## DOCUMENT TEXT
──────

Sounds perfectly reasonable. Let’s go with that.
Well, the 15 year old car will get new airbags and the 16 year old won’t. When you buy a new car the battery is warranted for 3/36. The engine is warranted for 5/50. Catalyst is 8/80. What’s a reasonable term for airbags? Certainly not 24 years.
There will be far fewer lawsuits if people understand everything has an expected lifespan and quit trying to blame other people for their problems.
Maybe after 15 years we could buy or own at a discount if we wanted. So put up or shut up depending on how important it is to you. I’m kinda afraid of them myself. Hit a deer and blamo, broken nose, ribs, and totaled car instead of just spilling coffee.
I don’t think it will stop class action suits against the manufacturers and especially the government. That’s my main beef with it.
As long as that can be implemented as safely as never having an airbag in the car is the first place, that seems like a reasonable solution to me for older cars with questionable airbags, better than making this into a courtroom battle. I expect the problem is that there’s no good way to safely disconnect airbags.

──────

## INFORMATION SUPPLIED
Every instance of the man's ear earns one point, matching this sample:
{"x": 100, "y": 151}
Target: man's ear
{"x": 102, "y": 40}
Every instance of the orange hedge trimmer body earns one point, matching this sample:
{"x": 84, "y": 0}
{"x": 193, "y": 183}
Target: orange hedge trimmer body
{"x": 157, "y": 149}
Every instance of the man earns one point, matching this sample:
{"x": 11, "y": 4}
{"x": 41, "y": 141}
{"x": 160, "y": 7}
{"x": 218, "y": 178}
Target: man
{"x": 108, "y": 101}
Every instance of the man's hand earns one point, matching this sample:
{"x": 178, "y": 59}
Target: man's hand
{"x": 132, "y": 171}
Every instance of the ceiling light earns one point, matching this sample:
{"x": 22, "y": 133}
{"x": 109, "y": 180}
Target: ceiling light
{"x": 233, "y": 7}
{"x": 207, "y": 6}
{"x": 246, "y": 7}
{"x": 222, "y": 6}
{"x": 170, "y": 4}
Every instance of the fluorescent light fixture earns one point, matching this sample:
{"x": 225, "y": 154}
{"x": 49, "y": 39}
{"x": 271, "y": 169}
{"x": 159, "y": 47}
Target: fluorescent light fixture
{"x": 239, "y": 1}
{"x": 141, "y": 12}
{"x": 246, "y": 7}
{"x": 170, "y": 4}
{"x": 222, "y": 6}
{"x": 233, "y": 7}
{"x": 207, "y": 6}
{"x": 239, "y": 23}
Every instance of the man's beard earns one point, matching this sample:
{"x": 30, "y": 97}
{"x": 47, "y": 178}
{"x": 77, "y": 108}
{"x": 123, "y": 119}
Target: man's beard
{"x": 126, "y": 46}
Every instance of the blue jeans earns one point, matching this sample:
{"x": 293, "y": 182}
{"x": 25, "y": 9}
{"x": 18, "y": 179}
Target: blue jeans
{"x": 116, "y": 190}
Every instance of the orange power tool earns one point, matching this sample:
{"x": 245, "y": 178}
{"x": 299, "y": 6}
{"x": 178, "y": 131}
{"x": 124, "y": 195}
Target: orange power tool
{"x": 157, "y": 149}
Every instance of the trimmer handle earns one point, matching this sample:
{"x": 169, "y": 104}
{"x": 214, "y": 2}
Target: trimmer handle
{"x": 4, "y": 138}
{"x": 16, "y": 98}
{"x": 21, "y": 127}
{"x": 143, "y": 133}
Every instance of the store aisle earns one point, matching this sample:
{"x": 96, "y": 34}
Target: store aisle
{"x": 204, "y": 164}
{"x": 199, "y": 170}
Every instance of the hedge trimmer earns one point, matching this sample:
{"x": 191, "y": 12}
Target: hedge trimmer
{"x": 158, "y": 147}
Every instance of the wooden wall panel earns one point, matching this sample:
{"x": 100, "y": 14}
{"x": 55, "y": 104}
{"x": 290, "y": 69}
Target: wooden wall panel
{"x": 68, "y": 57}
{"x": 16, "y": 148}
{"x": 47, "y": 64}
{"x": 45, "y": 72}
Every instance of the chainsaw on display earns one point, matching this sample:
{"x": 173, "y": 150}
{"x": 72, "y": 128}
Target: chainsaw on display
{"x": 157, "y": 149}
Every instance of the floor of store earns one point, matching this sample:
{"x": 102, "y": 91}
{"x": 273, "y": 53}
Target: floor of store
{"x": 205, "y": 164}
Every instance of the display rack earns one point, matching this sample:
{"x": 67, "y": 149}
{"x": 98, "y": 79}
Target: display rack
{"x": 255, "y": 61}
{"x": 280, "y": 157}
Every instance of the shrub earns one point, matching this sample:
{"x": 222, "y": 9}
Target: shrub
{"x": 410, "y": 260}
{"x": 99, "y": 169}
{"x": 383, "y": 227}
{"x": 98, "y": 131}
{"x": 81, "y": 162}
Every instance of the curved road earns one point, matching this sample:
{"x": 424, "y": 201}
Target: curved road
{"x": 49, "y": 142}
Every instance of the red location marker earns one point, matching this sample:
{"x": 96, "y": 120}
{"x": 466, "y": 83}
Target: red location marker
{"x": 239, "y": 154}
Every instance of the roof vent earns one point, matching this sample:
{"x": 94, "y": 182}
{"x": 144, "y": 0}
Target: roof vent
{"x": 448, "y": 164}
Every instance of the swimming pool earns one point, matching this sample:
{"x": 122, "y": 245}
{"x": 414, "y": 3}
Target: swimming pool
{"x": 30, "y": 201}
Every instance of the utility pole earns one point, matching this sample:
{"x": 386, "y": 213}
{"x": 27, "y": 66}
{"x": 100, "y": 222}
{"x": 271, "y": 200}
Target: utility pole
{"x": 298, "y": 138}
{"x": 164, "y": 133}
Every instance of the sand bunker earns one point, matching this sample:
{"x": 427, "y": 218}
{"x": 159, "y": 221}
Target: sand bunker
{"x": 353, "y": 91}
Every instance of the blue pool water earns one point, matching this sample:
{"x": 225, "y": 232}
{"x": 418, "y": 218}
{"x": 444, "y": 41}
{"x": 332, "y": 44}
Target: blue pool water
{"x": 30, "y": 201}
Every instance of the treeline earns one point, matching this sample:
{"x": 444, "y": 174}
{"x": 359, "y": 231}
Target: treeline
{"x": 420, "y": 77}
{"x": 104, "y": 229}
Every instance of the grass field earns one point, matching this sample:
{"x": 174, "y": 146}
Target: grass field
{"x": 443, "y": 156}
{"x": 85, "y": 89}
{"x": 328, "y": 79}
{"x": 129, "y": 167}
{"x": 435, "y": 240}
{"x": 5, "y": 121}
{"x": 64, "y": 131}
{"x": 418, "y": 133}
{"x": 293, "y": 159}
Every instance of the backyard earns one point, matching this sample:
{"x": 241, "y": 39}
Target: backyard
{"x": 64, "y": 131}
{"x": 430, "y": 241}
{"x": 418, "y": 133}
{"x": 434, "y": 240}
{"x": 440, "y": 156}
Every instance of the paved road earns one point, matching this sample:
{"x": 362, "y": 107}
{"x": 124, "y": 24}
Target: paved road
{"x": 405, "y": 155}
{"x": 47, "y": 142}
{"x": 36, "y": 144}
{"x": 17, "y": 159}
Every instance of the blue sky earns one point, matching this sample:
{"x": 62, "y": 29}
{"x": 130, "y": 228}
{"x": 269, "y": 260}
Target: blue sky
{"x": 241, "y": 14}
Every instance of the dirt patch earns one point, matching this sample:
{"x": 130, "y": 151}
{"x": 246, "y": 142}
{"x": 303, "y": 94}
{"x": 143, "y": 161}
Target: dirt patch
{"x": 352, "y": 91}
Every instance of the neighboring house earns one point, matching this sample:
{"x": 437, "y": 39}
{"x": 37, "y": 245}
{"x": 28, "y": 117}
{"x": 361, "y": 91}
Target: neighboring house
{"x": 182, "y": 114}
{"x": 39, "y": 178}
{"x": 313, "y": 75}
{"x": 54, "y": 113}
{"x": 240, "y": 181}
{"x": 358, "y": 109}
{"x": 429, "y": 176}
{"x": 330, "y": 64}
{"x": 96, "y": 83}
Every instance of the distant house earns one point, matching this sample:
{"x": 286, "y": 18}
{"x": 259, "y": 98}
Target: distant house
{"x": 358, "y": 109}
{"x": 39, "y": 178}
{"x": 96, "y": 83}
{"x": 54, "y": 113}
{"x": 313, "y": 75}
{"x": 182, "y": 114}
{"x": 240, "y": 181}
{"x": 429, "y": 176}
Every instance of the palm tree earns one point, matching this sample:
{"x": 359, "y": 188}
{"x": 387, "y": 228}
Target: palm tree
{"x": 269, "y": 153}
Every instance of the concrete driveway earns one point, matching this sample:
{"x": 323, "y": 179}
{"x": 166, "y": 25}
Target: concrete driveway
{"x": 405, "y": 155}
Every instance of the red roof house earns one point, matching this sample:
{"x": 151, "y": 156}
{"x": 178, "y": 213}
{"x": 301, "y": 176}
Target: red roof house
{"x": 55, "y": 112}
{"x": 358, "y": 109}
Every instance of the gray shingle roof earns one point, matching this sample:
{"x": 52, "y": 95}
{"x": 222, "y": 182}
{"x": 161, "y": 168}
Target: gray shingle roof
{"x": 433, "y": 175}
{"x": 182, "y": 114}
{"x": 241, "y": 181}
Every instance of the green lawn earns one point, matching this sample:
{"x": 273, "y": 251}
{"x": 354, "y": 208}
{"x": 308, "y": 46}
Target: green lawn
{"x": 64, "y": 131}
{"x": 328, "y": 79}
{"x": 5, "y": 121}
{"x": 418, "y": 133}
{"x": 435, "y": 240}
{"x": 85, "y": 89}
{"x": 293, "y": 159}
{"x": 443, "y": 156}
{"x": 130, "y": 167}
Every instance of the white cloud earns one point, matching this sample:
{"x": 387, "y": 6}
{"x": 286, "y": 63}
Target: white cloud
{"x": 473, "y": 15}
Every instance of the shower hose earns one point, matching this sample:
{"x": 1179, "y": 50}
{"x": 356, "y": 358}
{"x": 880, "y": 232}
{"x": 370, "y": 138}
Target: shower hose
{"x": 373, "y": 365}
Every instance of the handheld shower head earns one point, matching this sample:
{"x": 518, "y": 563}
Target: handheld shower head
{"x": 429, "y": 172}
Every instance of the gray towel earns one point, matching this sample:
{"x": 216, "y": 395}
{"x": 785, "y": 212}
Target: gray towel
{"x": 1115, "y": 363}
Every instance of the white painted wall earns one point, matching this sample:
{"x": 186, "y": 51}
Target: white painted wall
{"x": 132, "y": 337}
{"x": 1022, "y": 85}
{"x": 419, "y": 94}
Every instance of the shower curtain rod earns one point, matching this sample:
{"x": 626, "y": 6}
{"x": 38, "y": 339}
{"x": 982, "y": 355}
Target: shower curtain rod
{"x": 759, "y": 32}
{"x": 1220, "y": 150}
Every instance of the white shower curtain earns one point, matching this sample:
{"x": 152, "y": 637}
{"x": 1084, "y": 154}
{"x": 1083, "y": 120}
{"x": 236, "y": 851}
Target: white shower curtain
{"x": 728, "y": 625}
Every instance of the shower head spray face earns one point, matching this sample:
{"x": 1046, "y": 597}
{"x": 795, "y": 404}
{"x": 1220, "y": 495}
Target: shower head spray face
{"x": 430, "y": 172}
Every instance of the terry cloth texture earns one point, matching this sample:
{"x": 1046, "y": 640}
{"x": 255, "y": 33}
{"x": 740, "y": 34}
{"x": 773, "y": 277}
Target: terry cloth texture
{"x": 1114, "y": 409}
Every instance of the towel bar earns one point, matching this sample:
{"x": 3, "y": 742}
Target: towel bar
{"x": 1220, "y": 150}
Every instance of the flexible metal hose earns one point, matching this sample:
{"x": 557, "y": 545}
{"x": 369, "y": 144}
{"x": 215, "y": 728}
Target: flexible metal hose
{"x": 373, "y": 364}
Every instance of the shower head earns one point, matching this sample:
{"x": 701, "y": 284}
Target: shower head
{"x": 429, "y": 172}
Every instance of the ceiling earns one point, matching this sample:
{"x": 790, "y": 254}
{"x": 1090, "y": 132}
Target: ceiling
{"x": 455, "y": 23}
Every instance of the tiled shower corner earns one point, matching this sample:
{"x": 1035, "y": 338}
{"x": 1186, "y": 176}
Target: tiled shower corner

──────

## EXERCISE SET
**1.** Transcribe word for word the stretch of the airbag discussion that starts with "Well, the 15" and runs through "just spilling coffee.".
**2.** In the airbag discussion, what warranty term is given for the engine of a new car?

## ANSWERS TO THE EXERCISES
**1.**
Well, the 15 year old car will get new airbags and the 16 year old won’t. When you buy a new car the battery is warranted for 3/36. The engine is warranted for 5/50. Catalyst is 8/80. What’s a reasonable term for airbags? Certainly not 24 years.
There will be far fewer lawsuits if people understand everything has an expected lifespan and quit trying to blame other people for their problems.
Maybe after 15 years we could buy or own at a discount if we wanted. So put up or shut up depending on how important it is to you. I’m kinda afraid of them myself. Hit a deer and blamo, broken nose, ribs, and totaled car instead of just spilling coffee.

**2.** The engine is warranted for 5/50.